■ **What you will do**
Lines from the top of the listing down to the one with "Outline any blue hat you see.", inclusive, are to be copied exactly.

##########

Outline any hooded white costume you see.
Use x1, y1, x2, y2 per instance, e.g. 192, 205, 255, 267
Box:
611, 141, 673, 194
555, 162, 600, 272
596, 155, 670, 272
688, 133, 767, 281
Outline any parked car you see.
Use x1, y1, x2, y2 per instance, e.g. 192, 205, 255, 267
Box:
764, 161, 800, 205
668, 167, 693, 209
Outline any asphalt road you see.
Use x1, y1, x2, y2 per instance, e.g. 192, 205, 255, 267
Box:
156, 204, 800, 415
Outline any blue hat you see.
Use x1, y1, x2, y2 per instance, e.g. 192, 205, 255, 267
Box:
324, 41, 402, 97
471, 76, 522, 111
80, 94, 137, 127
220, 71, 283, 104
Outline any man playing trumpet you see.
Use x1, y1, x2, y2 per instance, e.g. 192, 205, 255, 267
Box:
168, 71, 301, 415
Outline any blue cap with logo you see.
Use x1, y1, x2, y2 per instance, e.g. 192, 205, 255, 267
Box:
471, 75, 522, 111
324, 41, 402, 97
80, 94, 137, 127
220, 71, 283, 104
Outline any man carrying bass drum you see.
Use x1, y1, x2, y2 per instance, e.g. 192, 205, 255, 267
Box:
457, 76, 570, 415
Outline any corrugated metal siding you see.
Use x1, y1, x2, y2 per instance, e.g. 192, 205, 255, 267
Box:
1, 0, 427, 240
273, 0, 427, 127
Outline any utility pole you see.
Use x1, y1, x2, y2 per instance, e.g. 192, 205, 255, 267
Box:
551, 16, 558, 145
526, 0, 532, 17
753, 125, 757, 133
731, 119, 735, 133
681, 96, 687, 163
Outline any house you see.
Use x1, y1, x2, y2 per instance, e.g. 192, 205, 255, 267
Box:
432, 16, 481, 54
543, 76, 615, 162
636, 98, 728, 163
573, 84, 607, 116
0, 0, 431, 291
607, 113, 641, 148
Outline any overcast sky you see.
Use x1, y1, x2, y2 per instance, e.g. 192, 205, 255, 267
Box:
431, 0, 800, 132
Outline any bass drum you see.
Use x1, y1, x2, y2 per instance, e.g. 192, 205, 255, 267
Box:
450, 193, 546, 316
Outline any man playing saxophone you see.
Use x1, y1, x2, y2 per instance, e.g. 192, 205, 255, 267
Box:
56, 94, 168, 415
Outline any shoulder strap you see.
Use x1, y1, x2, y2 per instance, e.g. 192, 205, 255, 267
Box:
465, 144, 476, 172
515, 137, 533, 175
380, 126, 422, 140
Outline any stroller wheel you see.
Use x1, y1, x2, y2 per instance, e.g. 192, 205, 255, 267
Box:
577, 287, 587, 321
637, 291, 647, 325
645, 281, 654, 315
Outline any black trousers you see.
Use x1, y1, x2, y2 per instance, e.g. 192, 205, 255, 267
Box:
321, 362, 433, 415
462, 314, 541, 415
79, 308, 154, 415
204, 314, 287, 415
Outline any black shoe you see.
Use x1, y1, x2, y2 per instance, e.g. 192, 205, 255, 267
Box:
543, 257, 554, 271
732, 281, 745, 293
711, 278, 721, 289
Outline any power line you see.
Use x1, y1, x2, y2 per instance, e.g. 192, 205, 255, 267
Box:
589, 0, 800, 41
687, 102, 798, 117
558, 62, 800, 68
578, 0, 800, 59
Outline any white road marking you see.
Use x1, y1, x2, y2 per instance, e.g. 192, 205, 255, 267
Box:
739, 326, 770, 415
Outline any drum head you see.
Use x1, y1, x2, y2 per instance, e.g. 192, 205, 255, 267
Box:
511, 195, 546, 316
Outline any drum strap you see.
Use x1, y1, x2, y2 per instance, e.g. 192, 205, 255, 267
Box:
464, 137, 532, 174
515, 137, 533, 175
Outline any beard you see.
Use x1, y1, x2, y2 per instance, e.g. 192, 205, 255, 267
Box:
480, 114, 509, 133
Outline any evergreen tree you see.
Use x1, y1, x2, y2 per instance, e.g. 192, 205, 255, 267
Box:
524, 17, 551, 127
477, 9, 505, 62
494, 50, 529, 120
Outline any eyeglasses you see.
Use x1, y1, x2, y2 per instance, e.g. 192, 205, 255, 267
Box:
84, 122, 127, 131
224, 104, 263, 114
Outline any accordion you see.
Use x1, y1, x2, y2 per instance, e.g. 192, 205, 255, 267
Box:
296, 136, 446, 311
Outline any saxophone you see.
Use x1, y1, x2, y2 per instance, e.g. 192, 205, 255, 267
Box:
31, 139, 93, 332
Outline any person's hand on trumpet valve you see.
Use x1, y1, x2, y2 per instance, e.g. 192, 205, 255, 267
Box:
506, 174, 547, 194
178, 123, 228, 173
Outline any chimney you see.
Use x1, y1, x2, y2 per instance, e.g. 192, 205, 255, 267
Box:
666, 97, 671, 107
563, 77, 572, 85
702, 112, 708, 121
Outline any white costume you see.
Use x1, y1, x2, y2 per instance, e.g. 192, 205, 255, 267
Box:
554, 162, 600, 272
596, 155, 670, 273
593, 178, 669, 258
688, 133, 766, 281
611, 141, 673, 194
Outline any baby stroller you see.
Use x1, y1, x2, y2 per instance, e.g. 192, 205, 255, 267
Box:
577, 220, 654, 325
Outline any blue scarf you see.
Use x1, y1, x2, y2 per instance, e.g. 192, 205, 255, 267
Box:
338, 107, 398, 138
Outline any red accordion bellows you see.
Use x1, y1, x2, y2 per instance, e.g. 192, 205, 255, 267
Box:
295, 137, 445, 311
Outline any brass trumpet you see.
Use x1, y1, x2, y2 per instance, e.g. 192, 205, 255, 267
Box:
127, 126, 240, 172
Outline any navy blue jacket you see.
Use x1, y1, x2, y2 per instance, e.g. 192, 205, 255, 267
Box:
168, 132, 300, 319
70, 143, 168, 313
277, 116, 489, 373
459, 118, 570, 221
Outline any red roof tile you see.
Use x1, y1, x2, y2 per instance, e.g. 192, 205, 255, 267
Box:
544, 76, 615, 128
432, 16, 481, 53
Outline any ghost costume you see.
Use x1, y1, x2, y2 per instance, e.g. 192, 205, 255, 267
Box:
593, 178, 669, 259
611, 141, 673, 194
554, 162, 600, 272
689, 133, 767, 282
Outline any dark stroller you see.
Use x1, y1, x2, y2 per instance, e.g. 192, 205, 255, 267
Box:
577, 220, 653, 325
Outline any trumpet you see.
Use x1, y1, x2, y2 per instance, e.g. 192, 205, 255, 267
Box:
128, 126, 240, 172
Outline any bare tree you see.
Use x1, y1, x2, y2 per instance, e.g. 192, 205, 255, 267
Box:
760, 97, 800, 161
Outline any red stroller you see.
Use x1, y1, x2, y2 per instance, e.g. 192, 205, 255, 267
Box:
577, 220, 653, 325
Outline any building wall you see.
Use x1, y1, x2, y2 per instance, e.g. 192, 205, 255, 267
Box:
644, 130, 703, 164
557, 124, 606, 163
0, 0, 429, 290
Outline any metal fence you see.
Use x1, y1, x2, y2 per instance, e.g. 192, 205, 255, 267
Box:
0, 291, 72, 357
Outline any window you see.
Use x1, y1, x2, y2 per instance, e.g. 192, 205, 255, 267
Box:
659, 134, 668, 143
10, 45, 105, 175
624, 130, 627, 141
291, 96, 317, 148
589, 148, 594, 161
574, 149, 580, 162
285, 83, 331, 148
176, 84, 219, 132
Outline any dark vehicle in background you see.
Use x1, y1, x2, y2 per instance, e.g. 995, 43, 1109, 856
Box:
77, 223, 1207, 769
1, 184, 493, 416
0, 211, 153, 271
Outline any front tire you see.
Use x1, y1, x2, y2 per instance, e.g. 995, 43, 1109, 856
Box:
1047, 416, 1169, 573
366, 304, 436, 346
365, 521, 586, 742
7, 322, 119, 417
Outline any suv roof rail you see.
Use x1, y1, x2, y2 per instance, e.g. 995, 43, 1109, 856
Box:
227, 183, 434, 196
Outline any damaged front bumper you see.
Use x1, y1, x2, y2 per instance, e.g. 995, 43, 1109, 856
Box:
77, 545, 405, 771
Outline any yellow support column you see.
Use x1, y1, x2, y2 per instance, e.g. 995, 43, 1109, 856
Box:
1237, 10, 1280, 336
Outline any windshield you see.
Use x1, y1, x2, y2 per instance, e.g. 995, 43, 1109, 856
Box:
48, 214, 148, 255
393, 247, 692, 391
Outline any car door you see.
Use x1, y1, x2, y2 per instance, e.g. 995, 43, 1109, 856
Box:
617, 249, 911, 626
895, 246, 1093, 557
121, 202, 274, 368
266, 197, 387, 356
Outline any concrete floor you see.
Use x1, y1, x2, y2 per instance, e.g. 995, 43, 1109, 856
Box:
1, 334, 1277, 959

##########

■ **Response area**
Outline any hooded white costume you see.
Use x1, y1, x2, y2 per instance, e.g. 192, 205, 255, 267
Box:
611, 141, 673, 194
555, 162, 600, 272
596, 155, 670, 272
688, 133, 767, 281
Outline any parked car you see.
Use x1, y1, x2, y2 per instance, e.g. 192, 205, 255, 267
Box:
764, 161, 800, 205
668, 167, 693, 209
Outline any asphalt road you see.
Use x1, y1, x2, y2 per instance, e.g. 192, 205, 255, 267
Box:
156, 204, 800, 415
Outline any blue hat you see.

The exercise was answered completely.